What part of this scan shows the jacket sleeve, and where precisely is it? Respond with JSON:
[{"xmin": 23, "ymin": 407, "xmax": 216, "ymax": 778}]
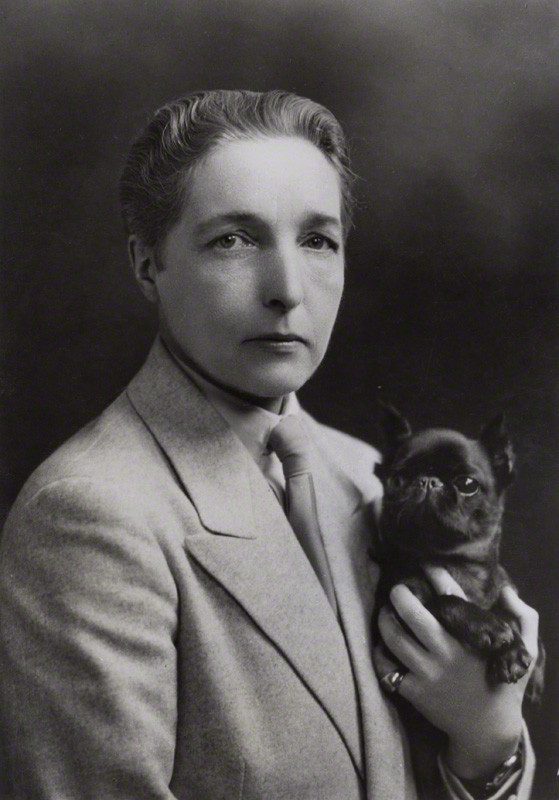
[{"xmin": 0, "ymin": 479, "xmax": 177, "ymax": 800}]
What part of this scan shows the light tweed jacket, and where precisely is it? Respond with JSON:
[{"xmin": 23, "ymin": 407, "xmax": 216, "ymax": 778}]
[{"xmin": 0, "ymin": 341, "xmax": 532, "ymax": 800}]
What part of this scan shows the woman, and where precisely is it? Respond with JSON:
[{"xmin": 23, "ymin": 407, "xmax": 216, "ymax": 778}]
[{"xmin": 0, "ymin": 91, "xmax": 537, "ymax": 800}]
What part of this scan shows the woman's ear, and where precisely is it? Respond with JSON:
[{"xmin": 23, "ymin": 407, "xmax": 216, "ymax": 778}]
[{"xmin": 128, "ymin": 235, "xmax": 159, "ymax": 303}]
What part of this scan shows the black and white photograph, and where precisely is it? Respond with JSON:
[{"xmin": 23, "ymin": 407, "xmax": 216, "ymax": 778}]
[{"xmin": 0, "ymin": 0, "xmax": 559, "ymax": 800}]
--
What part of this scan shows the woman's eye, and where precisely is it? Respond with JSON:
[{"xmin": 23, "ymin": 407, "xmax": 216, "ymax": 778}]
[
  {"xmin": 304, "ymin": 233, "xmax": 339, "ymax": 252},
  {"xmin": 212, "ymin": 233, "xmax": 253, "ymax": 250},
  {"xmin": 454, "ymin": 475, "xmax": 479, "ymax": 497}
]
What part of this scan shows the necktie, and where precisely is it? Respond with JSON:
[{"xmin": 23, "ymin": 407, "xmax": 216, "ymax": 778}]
--
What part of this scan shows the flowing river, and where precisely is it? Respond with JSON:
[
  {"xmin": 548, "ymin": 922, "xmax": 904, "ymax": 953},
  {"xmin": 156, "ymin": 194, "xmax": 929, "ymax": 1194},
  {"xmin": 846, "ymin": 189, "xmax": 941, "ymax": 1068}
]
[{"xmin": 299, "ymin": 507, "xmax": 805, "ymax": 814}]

| Set problem |
Can you return every line of the items above that contains the string "woman"?

| Exercise solution |
What part of this scan shows the woman, and where precisely is it? Respond with JSON:
What part of this scan shows the woman's ear, and where precisely is it? Respond with JSON:
What part of this scan shows the woman's eye, and where precisely is it? Respond with JSON:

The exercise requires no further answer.